Content starts
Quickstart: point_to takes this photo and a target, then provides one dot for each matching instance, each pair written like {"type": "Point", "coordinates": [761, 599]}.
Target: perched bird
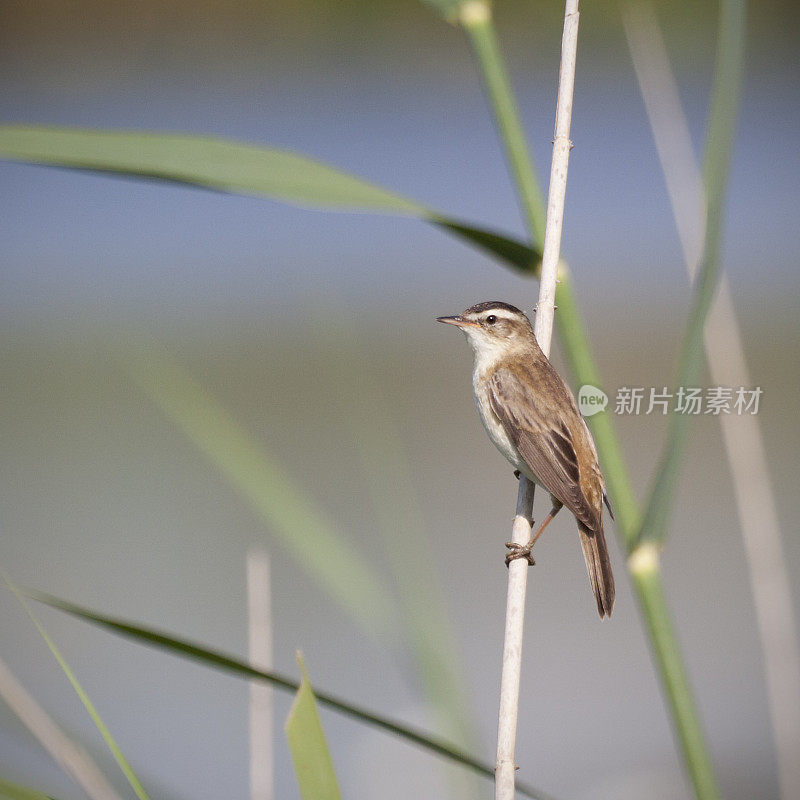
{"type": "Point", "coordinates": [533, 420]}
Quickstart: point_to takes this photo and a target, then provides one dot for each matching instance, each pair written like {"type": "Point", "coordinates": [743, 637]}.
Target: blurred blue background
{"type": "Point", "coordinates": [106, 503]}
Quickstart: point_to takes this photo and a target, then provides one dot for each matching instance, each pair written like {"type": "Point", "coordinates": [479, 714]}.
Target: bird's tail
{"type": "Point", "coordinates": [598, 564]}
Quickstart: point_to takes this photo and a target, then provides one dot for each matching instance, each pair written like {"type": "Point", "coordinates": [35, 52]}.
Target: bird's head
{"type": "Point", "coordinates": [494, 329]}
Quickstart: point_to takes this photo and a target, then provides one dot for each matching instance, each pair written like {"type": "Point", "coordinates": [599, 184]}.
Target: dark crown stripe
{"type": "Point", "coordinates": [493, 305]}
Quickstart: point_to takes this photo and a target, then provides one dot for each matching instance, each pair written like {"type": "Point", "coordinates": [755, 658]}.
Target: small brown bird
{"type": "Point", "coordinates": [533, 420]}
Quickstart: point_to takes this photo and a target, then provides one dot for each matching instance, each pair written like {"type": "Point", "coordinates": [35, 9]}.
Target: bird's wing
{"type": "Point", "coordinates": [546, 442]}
Content ends
### Work request
Return the records verbatim, minus pictures.

### Reply
Quickstart: point_to takes this photo and a target, then provides one dot for each matching instance, each pair written like {"type": "Point", "coordinates": [761, 599]}.
Target: perched bird
{"type": "Point", "coordinates": [533, 420]}
Quickstart: point_to takes this photo and a target, then provides one dot for each matching instance, each pair written like {"type": "Point", "coordinates": [743, 637]}.
Target: blurred blue background
{"type": "Point", "coordinates": [106, 503]}
Quickstart: point_to takes this photo and a target, then provides one dot for each matching instance, each pair written like {"type": "Point", "coordinates": [479, 714]}.
Target: bird's tail
{"type": "Point", "coordinates": [598, 564]}
Quickstart: point_to takes this photo and a target, then provides one dot for each matching instance, each pair written like {"type": "Point", "coordinates": [35, 52]}.
Target: bird's head
{"type": "Point", "coordinates": [494, 329]}
Quickstart: point_to takes this photo and a target, then provides one dot for each matching instance, each pair written like {"type": "Point", "coordinates": [599, 184]}.
Target: dark crown stripe
{"type": "Point", "coordinates": [493, 305]}
Quickstart: point_to takes this photo and a target, then provides one dot for each matching instance, each pair written like {"type": "Point", "coordinates": [755, 658]}.
Target: small brown bird
{"type": "Point", "coordinates": [533, 420]}
Quickstart: point_to takes this photo and a target, then provides one dot for each matching instance, each pair written like {"type": "Point", "coordinates": [35, 9]}.
Target: bird's wing
{"type": "Point", "coordinates": [546, 442]}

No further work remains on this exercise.